## MATERIAL SUPPLIED
/---
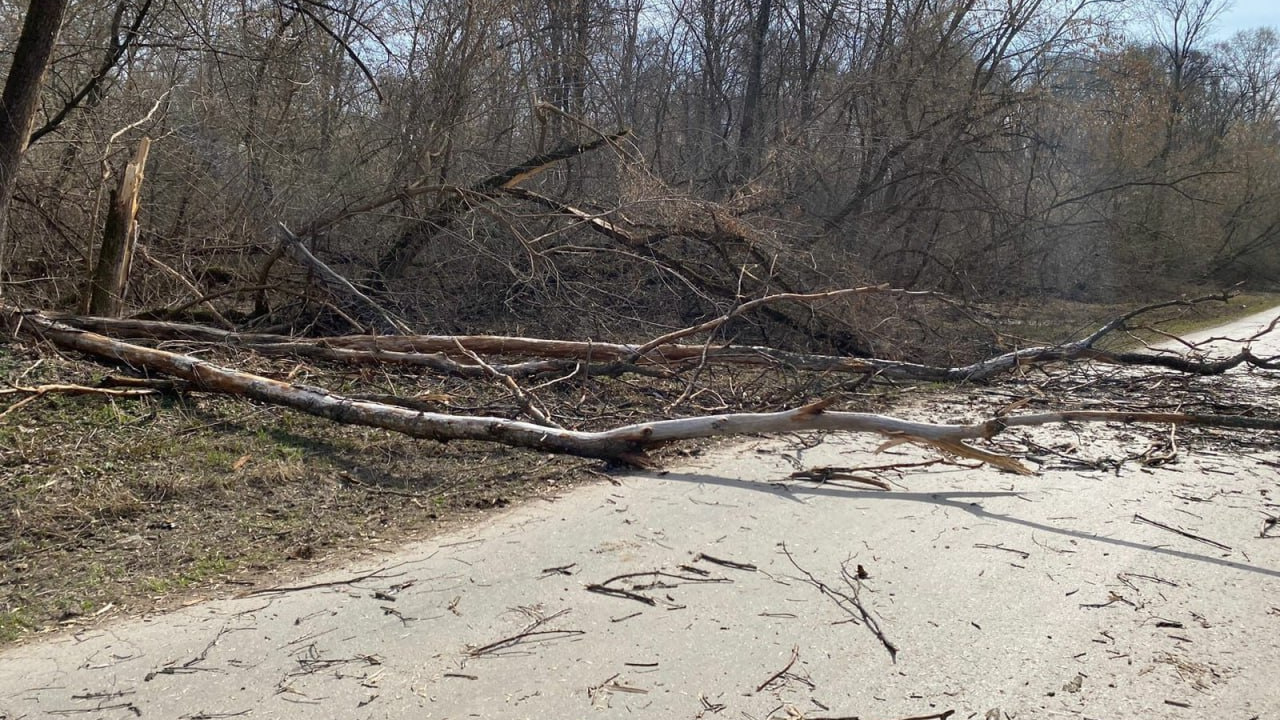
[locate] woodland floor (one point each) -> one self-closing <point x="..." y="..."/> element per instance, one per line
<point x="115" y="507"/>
\---
/---
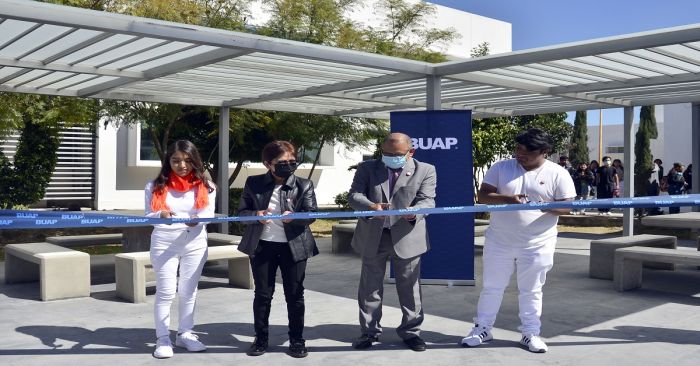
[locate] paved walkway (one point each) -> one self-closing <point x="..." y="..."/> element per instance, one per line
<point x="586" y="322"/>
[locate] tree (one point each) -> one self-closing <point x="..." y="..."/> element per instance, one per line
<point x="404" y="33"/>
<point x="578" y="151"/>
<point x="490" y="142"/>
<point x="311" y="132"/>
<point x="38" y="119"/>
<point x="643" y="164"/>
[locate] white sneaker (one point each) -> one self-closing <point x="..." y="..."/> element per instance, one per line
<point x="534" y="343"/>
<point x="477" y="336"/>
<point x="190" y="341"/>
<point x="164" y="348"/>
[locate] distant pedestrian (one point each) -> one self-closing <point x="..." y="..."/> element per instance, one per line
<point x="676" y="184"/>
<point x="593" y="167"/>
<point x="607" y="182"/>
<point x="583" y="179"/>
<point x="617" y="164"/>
\---
## AIM
Show each line of the rows above that contains the word "element". Case counts.

## RESULT OF THE EXERCISE
[locate] woodland floor (one point each) -> one self-closing <point x="..." y="..."/> element per instance, one per line
[locate] paved walkway (one point each) -> one self-closing <point x="..." y="..."/> element per instance, one per line
[locate] tree (one point each) -> one self-closing <point x="..." y="..."/> element per instance, one per line
[locate] white sneaker (one point each) -> one self-closing <point x="..." y="..."/> element per instance, one per line
[locate] distant pedestrian (one point each) -> one self-closing <point x="..." y="..."/> element per instance, one per line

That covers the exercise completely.